### Objective
Rewrite the listing from the line containing "Reviewer note. Check that each instance of the chrome alloy" through the line containing "[(415, 111), (464, 124), (389, 120)]", both included and request lines kept. Scale every x and y coordinate in the answer lists by 1.95 and round to whole numbers (halves up), leaving the request wording and its (x, y) format sample unchanged.
>>
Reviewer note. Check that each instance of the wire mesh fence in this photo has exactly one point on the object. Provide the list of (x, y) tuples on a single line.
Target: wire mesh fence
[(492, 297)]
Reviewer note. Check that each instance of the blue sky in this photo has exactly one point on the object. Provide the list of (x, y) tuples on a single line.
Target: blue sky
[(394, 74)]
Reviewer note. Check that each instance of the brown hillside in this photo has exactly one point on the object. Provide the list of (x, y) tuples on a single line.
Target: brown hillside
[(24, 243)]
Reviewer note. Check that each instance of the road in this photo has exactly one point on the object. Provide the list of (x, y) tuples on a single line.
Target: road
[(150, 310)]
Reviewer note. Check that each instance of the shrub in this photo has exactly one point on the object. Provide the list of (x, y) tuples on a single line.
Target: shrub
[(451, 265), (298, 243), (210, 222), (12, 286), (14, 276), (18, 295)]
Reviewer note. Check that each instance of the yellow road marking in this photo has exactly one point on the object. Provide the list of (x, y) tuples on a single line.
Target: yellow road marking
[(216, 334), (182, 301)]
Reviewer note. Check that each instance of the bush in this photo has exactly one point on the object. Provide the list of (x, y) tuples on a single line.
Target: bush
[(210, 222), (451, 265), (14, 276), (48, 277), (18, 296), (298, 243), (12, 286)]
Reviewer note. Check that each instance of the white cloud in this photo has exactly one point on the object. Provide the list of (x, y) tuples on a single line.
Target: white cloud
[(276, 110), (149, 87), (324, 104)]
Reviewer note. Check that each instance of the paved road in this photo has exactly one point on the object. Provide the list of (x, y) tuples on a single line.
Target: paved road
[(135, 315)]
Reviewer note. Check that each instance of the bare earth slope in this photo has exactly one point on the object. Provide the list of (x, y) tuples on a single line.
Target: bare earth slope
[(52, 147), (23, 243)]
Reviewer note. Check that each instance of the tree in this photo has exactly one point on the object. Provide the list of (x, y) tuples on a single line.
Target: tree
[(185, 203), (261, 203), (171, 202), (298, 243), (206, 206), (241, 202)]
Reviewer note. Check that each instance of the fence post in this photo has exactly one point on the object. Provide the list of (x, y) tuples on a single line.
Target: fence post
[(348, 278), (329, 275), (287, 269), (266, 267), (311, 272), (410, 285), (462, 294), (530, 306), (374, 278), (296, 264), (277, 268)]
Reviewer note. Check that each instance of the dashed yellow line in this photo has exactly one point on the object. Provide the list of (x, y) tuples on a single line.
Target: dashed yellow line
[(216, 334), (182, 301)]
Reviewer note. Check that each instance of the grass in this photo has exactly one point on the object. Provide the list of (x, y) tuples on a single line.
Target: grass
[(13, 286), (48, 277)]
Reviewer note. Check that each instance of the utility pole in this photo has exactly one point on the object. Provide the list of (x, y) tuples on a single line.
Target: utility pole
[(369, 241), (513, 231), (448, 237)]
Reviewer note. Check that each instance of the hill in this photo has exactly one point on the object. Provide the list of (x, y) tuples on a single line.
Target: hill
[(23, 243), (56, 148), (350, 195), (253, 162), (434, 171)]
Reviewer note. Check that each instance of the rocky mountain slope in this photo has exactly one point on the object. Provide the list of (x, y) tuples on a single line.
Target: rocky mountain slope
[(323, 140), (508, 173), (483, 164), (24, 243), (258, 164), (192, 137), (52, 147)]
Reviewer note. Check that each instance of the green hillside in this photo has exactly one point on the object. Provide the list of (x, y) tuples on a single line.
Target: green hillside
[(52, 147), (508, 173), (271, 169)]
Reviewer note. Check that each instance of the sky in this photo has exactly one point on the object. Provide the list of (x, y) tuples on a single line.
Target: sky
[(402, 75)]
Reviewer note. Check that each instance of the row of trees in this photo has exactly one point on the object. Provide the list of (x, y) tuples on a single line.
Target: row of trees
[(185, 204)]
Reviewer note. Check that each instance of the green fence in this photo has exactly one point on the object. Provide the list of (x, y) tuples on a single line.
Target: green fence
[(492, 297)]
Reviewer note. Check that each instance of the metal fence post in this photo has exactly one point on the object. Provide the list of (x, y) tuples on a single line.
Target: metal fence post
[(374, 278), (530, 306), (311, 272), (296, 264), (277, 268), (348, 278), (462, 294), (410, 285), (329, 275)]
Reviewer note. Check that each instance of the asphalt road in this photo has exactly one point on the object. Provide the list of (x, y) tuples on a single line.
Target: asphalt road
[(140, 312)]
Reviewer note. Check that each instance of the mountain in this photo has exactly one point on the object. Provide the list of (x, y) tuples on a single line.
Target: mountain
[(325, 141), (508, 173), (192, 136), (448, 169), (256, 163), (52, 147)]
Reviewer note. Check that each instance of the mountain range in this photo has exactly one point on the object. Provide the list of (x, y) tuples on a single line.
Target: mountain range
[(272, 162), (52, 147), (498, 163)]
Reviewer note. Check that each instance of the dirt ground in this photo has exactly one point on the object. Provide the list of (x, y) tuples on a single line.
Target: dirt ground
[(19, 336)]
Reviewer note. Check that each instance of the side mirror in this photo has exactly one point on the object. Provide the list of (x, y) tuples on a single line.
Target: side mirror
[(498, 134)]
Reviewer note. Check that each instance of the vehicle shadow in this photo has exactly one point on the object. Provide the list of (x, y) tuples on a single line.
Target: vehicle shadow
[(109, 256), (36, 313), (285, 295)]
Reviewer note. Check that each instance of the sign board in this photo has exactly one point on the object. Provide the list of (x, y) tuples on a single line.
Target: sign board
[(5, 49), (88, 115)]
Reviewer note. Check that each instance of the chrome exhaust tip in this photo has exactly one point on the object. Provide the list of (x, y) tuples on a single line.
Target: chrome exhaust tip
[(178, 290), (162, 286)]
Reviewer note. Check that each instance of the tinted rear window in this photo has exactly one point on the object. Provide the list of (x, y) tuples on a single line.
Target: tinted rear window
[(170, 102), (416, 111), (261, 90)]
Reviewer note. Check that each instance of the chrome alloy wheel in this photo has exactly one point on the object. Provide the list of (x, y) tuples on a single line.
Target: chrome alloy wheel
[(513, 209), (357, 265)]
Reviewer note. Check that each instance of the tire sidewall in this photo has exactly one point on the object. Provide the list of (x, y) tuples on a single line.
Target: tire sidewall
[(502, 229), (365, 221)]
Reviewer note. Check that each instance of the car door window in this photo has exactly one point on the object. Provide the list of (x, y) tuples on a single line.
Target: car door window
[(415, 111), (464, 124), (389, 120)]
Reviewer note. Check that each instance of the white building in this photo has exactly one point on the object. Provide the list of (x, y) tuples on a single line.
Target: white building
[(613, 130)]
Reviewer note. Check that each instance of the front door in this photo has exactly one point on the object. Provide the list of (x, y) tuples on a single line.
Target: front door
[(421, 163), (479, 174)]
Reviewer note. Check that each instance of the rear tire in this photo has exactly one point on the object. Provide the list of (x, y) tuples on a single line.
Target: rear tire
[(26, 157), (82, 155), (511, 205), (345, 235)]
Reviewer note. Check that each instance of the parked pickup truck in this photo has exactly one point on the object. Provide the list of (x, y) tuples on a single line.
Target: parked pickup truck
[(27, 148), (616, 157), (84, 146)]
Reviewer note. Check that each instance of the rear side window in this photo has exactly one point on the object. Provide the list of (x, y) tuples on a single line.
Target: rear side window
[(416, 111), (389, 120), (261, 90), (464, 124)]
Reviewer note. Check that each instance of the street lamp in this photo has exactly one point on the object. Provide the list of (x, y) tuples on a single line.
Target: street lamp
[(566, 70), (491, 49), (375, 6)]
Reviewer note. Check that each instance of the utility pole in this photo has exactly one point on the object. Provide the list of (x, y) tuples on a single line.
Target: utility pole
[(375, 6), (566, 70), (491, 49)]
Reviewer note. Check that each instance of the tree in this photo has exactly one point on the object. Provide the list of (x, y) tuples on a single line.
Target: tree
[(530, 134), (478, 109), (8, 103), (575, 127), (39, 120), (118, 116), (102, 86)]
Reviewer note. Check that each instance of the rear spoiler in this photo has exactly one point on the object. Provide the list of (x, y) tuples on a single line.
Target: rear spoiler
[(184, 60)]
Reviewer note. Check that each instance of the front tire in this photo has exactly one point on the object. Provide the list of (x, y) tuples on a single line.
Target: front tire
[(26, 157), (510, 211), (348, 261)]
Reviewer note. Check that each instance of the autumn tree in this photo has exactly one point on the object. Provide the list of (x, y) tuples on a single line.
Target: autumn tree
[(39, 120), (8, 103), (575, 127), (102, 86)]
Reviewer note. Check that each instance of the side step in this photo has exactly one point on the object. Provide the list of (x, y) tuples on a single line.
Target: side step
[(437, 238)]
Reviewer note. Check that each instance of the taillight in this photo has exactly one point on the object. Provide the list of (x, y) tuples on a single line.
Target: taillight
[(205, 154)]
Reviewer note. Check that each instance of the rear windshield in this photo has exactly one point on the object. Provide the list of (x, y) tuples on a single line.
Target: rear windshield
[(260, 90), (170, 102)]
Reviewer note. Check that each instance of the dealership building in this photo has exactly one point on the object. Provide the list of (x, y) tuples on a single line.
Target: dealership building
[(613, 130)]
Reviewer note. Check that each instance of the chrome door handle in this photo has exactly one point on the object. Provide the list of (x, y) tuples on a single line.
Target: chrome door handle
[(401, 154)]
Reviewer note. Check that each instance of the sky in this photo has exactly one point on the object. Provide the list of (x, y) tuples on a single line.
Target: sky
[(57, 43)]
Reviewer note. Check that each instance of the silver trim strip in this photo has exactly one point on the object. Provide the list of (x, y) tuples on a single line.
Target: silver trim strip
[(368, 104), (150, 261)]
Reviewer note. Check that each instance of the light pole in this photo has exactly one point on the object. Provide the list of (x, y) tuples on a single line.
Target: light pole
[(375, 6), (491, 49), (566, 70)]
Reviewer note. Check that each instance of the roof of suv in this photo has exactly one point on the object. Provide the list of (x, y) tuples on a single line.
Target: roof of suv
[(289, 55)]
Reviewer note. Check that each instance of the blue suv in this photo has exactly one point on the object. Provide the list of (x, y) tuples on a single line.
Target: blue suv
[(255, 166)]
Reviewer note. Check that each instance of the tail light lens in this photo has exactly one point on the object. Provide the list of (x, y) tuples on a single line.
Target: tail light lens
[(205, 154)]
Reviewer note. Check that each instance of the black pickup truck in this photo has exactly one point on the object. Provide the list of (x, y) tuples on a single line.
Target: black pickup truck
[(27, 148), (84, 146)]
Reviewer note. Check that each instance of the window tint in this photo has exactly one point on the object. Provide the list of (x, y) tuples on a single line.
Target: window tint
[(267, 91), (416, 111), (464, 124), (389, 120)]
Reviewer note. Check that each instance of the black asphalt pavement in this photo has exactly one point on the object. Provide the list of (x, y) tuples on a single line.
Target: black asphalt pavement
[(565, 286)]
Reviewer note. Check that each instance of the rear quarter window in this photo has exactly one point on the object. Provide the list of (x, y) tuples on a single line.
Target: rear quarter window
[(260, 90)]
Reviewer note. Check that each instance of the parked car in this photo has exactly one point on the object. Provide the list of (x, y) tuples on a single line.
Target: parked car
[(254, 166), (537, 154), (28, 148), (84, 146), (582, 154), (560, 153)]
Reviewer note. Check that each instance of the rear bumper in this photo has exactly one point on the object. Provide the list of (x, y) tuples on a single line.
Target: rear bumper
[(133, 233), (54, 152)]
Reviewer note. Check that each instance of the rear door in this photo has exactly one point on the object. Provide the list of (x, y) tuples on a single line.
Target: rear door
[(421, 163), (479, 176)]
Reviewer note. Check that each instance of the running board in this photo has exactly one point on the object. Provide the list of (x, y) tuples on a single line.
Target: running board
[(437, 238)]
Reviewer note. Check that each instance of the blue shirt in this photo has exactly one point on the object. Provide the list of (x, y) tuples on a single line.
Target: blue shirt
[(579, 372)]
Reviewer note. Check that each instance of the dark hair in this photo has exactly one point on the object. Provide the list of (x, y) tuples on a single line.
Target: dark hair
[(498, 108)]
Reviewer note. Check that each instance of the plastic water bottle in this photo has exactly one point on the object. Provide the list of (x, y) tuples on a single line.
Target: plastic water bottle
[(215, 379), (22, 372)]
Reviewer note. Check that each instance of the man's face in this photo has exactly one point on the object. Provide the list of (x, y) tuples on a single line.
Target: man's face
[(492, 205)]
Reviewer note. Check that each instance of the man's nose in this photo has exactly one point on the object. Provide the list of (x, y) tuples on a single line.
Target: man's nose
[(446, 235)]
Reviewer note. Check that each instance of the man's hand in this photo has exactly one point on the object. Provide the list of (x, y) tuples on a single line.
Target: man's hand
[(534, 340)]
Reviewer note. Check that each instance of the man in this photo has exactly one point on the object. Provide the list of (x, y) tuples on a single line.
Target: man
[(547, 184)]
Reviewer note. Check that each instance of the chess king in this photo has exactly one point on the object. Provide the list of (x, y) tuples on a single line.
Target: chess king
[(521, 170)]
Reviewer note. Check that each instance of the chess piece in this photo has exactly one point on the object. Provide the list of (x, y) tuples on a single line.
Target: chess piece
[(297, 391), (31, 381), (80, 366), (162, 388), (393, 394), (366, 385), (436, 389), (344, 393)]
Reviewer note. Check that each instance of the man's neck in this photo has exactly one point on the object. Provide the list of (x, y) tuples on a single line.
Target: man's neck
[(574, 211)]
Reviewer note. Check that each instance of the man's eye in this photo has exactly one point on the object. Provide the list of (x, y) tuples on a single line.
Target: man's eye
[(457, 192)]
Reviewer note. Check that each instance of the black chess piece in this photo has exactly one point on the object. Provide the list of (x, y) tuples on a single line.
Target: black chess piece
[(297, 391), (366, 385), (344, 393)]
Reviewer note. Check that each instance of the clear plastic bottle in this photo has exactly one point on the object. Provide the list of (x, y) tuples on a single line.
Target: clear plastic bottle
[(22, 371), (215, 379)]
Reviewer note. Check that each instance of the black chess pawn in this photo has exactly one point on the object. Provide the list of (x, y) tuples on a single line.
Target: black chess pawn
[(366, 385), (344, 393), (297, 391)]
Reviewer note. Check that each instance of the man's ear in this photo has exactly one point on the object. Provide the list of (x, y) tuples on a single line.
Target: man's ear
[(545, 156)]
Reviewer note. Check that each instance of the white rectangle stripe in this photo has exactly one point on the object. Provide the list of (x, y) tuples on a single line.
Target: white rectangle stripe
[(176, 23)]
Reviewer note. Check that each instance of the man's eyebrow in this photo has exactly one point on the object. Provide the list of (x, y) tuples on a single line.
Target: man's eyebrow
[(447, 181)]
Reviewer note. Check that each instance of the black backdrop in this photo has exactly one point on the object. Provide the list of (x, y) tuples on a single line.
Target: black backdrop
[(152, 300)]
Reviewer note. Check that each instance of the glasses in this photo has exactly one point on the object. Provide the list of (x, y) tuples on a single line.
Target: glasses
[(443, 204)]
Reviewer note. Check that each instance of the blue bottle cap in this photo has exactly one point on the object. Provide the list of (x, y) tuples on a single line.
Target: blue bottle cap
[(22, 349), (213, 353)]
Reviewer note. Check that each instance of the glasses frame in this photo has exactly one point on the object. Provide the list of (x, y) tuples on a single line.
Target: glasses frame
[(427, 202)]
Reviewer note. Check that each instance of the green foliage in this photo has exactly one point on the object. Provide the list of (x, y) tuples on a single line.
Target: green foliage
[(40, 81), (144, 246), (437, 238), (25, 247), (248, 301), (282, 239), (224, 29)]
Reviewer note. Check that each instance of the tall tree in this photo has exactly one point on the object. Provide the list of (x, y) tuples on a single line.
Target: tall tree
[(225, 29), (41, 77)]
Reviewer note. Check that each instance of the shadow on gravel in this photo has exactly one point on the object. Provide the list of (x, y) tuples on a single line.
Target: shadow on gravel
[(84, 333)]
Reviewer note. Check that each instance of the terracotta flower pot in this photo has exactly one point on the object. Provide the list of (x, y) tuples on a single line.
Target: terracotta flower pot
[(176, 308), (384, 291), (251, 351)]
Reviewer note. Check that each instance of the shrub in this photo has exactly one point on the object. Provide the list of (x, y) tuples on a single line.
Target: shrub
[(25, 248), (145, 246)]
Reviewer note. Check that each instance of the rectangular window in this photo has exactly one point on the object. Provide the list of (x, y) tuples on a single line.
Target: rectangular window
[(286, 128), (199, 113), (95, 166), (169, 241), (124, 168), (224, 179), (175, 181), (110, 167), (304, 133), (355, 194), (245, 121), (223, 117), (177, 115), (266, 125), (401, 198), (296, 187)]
<<
### Output for this exercise
Reviewer note. Check that each instance of the chrome alloy wheel in this photo has exactly one point on the object. Provide the list of (x, y) tuples on a single line.
Target: chrome alloy wheel
[(1000, 408), (696, 517)]
Reviewer note. Check that each instance of the tire sidewall in this photo has exactly one point on the object. Provide the list of (x, y) tuples on a single line.
Target: tire sidewall
[(979, 447), (712, 431)]
Reviewer note. Check that each instance of the car door window in this photo has exactly one point on the object. Provide the list of (x, y) tuples on a single line.
Target: car door window
[(809, 216), (905, 242), (759, 234)]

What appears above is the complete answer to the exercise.